> _EXERCISE TASK_: Reproduce word for word the part of the Sunoco rating text that begins at the words "30 Apr 2003" and stops after the words "or third quarter.".

MOODY'S CONFIRMS SUNOCO'S Baa2 SR. UNSECURED RATING; OUTLOOK STABLE

30 Apr 2003
MOODY'S CONFIRMS SUNOCO'S Baa2 SR. UNSECURED RATING; OUTLOOK STABLE

Approximately $1.2 Billion of Securities Affected.

New York, April 30, 2003 -- Moody's Investors Service confirmed Sunoco, Inc.'s Baa2 senior unsecured debt rating with a stable outlook. The rating action, prompted by Sunoco's announcement of its intention to purchase El Paso Corporation's Eagle Point refinery, also incorporates the company's recent formation of a chemicals joint venture with Equistar Chemicals, L.P. (Equistar) and its purchase of Equistar's Bayport polypropylene plant. The proposed Eagle Point refinery acquisition is subject to regulatory approval and is expected to close by the end of the second or third quarter.

Moody's confirmed Sunoco's ratings based on the strategic benefits associated with the proposed Eagle Point refinery acquisition and the Equistar transactions. The rating confirmation also reflects Sunoco's ability to finance all announced acquisitions with cash on the balance sheet ($459 million at March 31, 2003).

Sunoco's stable rating outlook assumes management will take steps over the next several months to rebuild the company's financial cushion, which Moody's believes is important for the Baa2 rating in light of the cyclical nature of the refining and chemicals industries. A lack of progress in improving its financial flexibility could pressure Sunoco's ratings. Moody's notes management remains interested in acquiring additional assets in all of its business lines. The stable outlook also assumes Sunoco will finance a meaningful portion of any future material acquisitions with common equity.

Sunoco intends to acquire the Eagle Point refinery for $130 million plus working capital. Located in Westville, New Jersey, across the Delaware River from Sunoco's Philadelphia Refining Complex, Eagle Point is strategically situated to supply Sunoco's Northeast retail network. In addition, similar to Sunoco's existing Northeast refineries, Eagle Point processes light, sweet crude oils. Synergies the company expects to realize from the acquisition include the ability to optimize crude oil purchases, reduce transportation costs, share product streams, and more efficiently utilize processing units. Based on Moody's estimate of the cost of the transaction at approximately $867 per distillation barrel (excluding the value of crude oil and refined product inventory), or $115 per complexity barrel, and projected future maintenance turnaround and environmental capital requirements, the purchase price appears reasonable.

The Eagle Point acquisition includes certain pipeline and other logistics assets associated with the refinery, which Sunoco intends to make available for sale to Sunoco Logistics Partners, L.P., its 75 percent owned master-limited partnership. However, Moody's analysis of the Eagle Point transaction does not consider a potential sale of the logistics assets to Sunoco Logistics Partners, L.P., as the details of such a transaction have not yet been finalized.

Sunoco recently formed a new limited partnership involving the La Porte, TX ethylene facility of Equistar (rated Ba3 senior implied). The partnership will supply Sunoco with propylene under a long-term supply contract. Sunoco also purchased Equistar's Bayport polypropylene plant. Sunoco paid a total consideration of $198 million (including approximately $8 million of net working capital) in order to purchase the Bayport facility and to form the partnership.

> _RECORDED DATA_:
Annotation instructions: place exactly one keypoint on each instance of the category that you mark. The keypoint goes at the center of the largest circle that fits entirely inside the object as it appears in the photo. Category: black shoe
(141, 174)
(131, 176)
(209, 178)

> _TASK ANSWER_:
30 Apr 2003
MOODY'S CONFIRMS SUNOCO'S Baa2 SR. UNSECURED RATING; OUTLOOK STABLE

Approximately $1.2 Billion of Securities Affected.

New York, April 30, 2003 -- Moody's Investors Service confirmed Sunoco, Inc.'s Baa2 senior unsecured debt rating with a stable outlook. The rating action, prompted by Sunoco's announcement of its intention to purchase El Paso Corporation's Eagle Point refinery, also incorporates the company's recent formation of a chemicals joint venture with Equistar Chemicals, L.P. (Equistar) and its purchase of Equistar's Bayport polypropylene plant. The proposed Eagle Point refinery acquisition is subject to regulatory approval and is expected to close by the end of the second or third quarter.